DOCUMENT>
_ _ _ _ _ _ _

Mary Caponegro - The Star Cafe No thanks.
Angela Carter - Reflections Not a great Carter fan. I was fairly intrigued by the mirror world in this, but bored by the rest of it.
Raymond Carver - Cathedral (r) A relief to read this again and find it still great. One of his best.
John Cheever - Goodbye, My Brother (r) Ditto. Also another great last line.
Anton Chekhov - Gooseberries (r) Ditto. Hard to explain why Chekhov is so good. Is it because he achieves so much, such insight and awareness of character and yet achieves it so quietly, without insistence?
Dickens - couldn't be bothered. (r)
Molly Giles - Pie Dance I liked this from its intriguing opening: I don't know what to do about my husband's new wife. She won't come in. She sits on the front porch and smokes. to the appearance of said husband. (even though I don't like dogs I might have danced with this one).

_ _ _ _ _ _ _

ACTIONS TO TAKE>
1) Answer these questions from the reading notes, one line each:
(a) What did the writer find fairly intriguing in Angela Carter's "Reflections"?
(b) Which Raymond Carver story is called "One of his best"?
(c) In the opening quoted from Molly Giles's "Pie Dance," where does the husband's new wife sit and smoke?
2) List every author whose entry in the reading notes is marked "(r)".
3) Extend the short story reading notes with further entries, starting after the "Pie Dance" entry.

DATA EXTRACT>
_ _ _ _ _ _ _

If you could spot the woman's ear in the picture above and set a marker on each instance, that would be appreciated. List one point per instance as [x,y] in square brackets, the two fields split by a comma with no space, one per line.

_ _ _ _ _ _ _

WRITTEN ANSWERS>
1)
(a) The mirror world.
(b) "Cathedral."
(c) On the front porch.

2) Raymond Carver, John Cheever, Anton Chekhov, Dickens

3)
Lars Gustafsson - Greatness Strikes Where it Pleases It strikes this story right in the smacker. At first I couldn't make it out then I realised I was in the position of the vulnerable protagonist whose life we follow from his first school (the woodshed) to his abandoned old age heavy and huge like a boulder in the woods, he sat in his chair, moving it with effort a few inches every hour so that it always remained in the patch of sun.
Ruth Prawer Jhabvala - The Interview I loved this story, maybe because the hero is so like me in 'interview' situations. Not sure at first if it was 'great', it is competent, I thought, it is economically described, but then I thought it is also moving and profound and brings real life, flawed and pampered life, into the room, so perhaps it is.
James Joyce - The Dead (r) didn't read
Kafka - In the Penal Colony (r) ditto
Jamaica Kincaid - Girl a short short, a mother's instructions (thus a 'list' story) and admonishments to a daughter:don't throw stones at blackbirds because it might not be a blackbird at all. Perfect in its way.
Clarice Lispector - The Smallest Woman in the World The woman the explorer finds is joyous because she was experiencing the ineffable sensation of not having been eaten yet. I was joyous because I found her in this story. A treat.
Katherine Mansfield - Daughters of the Late Colonel (r) first read this at school 'O' level and although I kind of liked it I didn't know why. Read a lot more Mansfield since, and get her now. This meditation on death and its releases, its freedoms as well as its grief is probably one of her best.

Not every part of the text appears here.